殊途同归话涅槃
——论盖茨比与于连精神幻灭后的相同抉择

2014-03-22 15:09杨俊光叶玮玮
大连大学学报 2014年1期
关键词:红与黑黛西盖茨

杨俊光,叶玮玮

(大连大学 英语学院,辽宁 大连 116622)

引 言

《了不起的盖茨比》是“迷惘的一代”的代表作家、“爵士乐时代”的桂冠诗人菲茨杰拉德的代表作,被誉为当代最出色的美国小说之一[1]。小说入木三分地刻画了财富和成功掩盖下的未被满足的欲望,反映了20年代“美国梦”的破灭,深刻地揭示了角色性格的矛盾和内心的冲突,作者用激昂的语调控诉了物欲横流的时代潮流淹没人性的事实,揭露了爵士时代对有志青年的误导和追梦者失意的必然性。而在《伟大的盖茨比》问世的前一个世纪,法国批判现实主义作家司汤达以准确的人物心理分析和凝练的笔法,完成了举世瞩目的世界名著《红与黑》,其塑造出的具有高度典型意义的人物形象–于连时至今日仍然是个人奋斗者的代名词。

综观两部作品,主人公于连和盖茨比有着相似的失意经历,他们都曾怀揣为梦想而奋斗的勇气和意志。但世事无情,两位主人公最终也都被当时的社会无情地抛弃。在生命的最后时刻,盖茨比和于连不约而同选择了返璞归真,以身“殉情”,从而获得精神世界的涅槃重生。

一、时代背景定失意

提到《伟大的盖茨比》,自然会涉及美国梦,可以说美国文学是美国梦最真实的解说。美国梦广义上即平等、自由、民主;狭义上是指相信经过努力不懈的奋斗便能获得更好生活的理想,即人们可以通过自己的勤奋工作、勇气和决心迈向繁荣,而非依赖于特定的社会阶级和他人的援助获得成功的美好愿望。而“美国梦”背后的真正动力是对财富的渴求和追逐。

待完成练习:
**A.** 据本文所述，《红与黑》出自哪一位作家之手？该作家属于哪国、哪一流派？
**B.** 请将本文中的一段重新写出：自含有“(大连大学 英语学院,辽宁 大连”的词句起，至“日仍然是个人奋斗者的代名词。”止，并将其中的“菲茨杰拉德”改称为“斯科特·菲茨杰拉德”。

所供资料:
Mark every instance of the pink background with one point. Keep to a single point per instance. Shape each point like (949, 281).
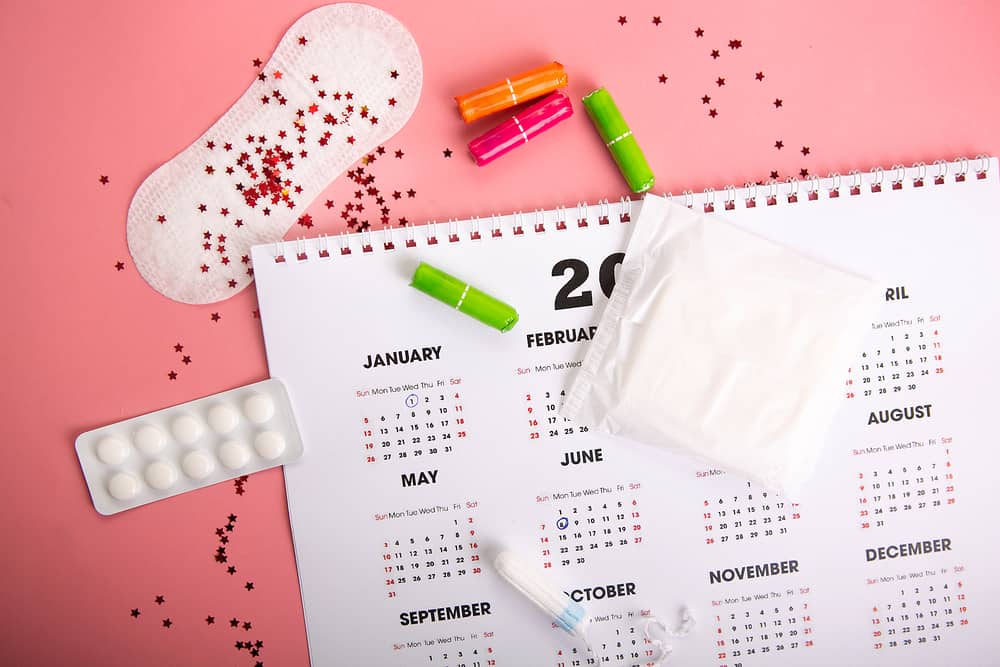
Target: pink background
(114, 88)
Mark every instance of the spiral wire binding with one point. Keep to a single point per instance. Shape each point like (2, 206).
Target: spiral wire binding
(604, 212)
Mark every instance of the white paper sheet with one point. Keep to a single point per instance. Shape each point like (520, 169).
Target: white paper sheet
(628, 529)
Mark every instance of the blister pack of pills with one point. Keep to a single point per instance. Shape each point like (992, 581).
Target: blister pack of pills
(189, 446)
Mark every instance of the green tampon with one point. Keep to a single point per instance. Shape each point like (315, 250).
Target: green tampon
(463, 297)
(618, 138)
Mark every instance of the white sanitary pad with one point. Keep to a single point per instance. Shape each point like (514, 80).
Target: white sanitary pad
(723, 344)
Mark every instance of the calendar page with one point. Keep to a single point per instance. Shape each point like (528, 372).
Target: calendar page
(433, 441)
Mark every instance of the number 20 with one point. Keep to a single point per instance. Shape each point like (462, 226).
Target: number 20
(579, 274)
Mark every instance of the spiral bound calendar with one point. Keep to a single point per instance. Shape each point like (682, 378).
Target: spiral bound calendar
(431, 441)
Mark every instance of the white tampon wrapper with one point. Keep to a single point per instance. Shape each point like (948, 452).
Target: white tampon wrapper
(569, 615)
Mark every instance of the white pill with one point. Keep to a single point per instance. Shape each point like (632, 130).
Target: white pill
(258, 408)
(197, 464)
(233, 454)
(149, 439)
(222, 418)
(186, 429)
(123, 486)
(269, 444)
(160, 475)
(112, 450)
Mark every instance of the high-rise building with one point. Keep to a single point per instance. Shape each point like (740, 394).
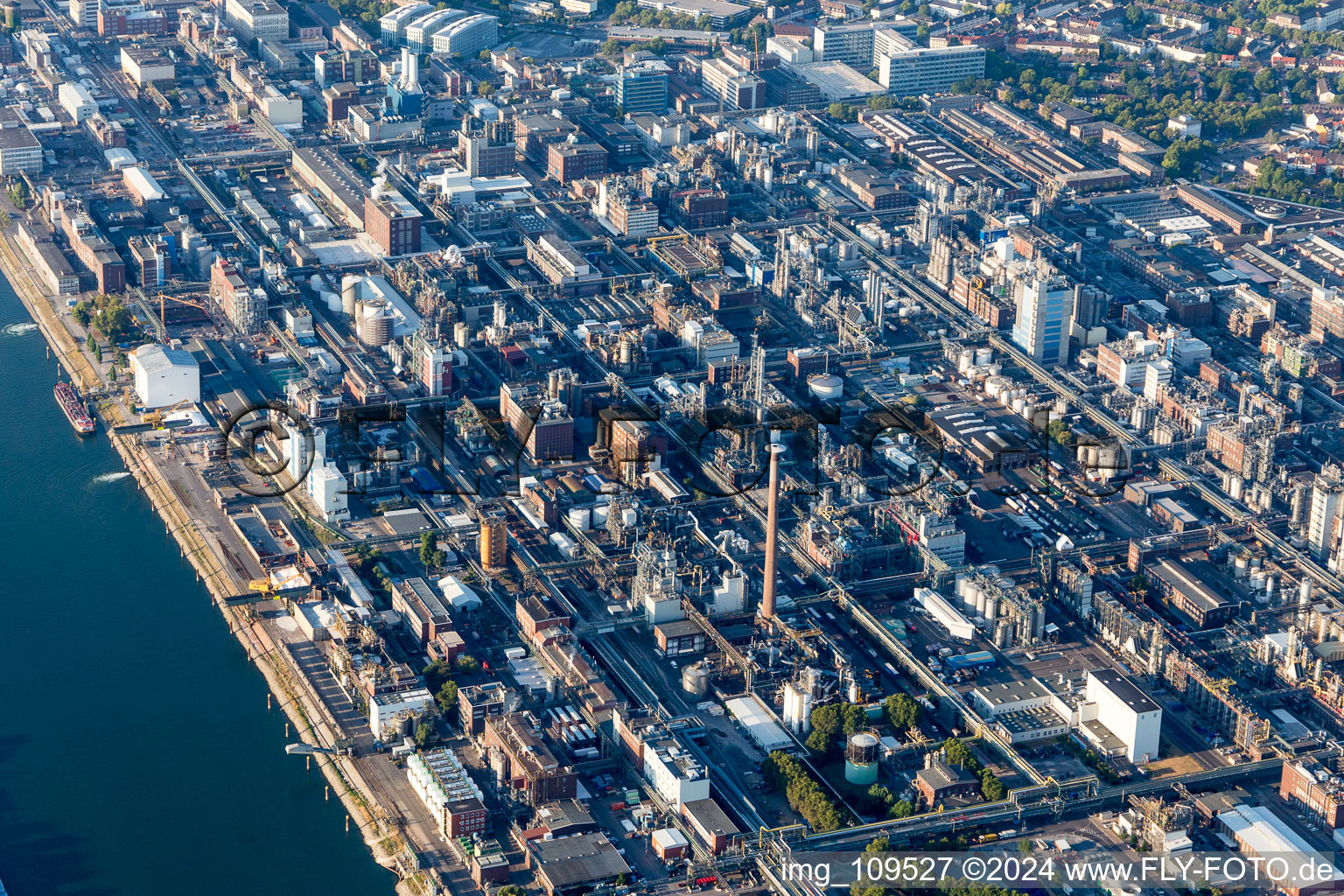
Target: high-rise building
(494, 542)
(1324, 514)
(732, 87)
(257, 20)
(1045, 309)
(922, 70)
(642, 88)
(847, 42)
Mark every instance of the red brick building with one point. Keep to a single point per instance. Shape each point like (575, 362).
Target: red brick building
(566, 161)
(393, 222)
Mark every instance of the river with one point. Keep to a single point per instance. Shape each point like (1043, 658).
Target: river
(137, 755)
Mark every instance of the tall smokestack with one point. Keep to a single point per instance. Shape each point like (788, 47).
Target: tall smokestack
(772, 534)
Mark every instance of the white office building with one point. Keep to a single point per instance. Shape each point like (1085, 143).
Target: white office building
(328, 488)
(257, 20)
(164, 376)
(468, 37)
(1117, 710)
(847, 42)
(913, 73)
(394, 23)
(675, 774)
(77, 101)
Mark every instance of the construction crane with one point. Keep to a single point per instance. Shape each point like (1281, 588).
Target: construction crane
(263, 587)
(155, 418)
(164, 298)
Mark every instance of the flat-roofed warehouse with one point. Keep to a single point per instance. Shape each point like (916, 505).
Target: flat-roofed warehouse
(988, 446)
(935, 156)
(837, 80)
(576, 864)
(326, 171)
(1187, 589)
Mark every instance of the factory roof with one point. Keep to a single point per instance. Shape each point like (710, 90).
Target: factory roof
(1181, 579)
(571, 861)
(940, 775)
(17, 138)
(1124, 690)
(1011, 692)
(153, 358)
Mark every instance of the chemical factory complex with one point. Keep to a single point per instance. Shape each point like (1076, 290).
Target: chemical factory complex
(646, 442)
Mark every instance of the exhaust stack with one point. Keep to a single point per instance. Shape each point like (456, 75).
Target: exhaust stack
(772, 534)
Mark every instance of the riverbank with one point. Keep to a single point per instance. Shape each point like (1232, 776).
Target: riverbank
(298, 702)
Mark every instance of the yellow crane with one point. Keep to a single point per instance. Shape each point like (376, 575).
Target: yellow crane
(263, 587)
(155, 418)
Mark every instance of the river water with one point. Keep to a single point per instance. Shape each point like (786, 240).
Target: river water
(137, 757)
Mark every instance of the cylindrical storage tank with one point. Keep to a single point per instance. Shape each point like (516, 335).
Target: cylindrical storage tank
(828, 387)
(860, 758)
(695, 680)
(350, 294)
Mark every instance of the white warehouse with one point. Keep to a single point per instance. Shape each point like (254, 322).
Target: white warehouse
(164, 376)
(1123, 712)
(947, 615)
(77, 101)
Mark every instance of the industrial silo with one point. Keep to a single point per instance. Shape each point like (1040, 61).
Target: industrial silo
(860, 758)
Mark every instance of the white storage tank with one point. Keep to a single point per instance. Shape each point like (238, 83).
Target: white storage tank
(827, 387)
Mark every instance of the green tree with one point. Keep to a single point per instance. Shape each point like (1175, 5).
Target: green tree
(436, 675)
(1060, 431)
(902, 712)
(958, 754)
(446, 697)
(424, 734)
(990, 788)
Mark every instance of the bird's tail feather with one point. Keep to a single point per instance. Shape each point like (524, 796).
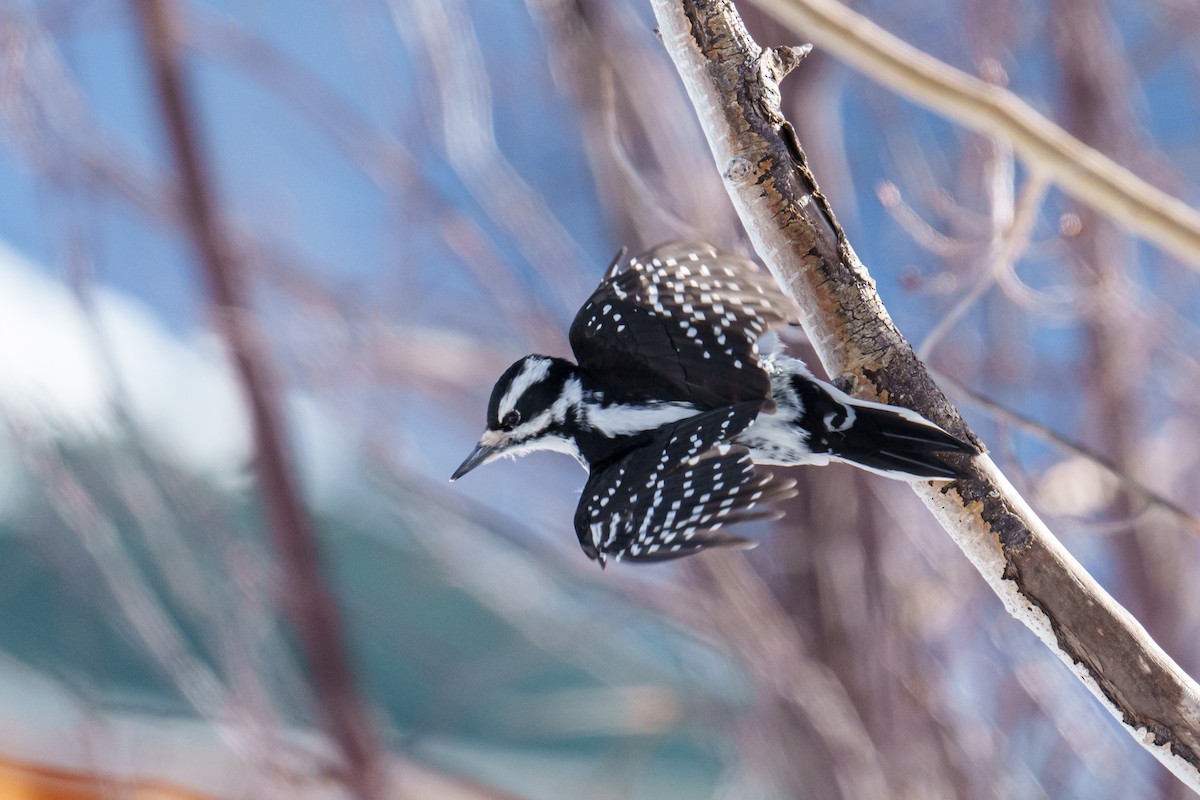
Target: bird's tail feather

练习解答:
**A.** 法国批判现实主义作家司汤达。

**B.**
(大连大学 英语学院,辽宁 大连 116622)

引 言

《了不起的盖茨比》是“迷惘的一代”的代表作家、“爵士乐时代”的桂冠诗人斯科特·菲茨杰拉德的代表作,被誉为当代最出色的美国小说之一[1]。小说入木三分地刻画了财富和成功掩盖下的未被满足的欲望,反映了20年代“美国梦”的破灭,深刻地揭示了角色性格的矛盾和内心的冲突,作者用激昂的语调控诉了物欲横流的时代潮流淹没人性的事实,揭露了爵士时代对有志青年的误导和追梦者失意的必然性。而在《伟大的盖茨比》问世的前一个世纪,法国批判现实主义作家司汤达以准确的人物心理分析和凝练的笔法,完成了举世瞩目的世界名著《红与黑》,其塑造出的具有高度典型意义的人物形象–于连时至今日仍然是个人奋斗者的代名词。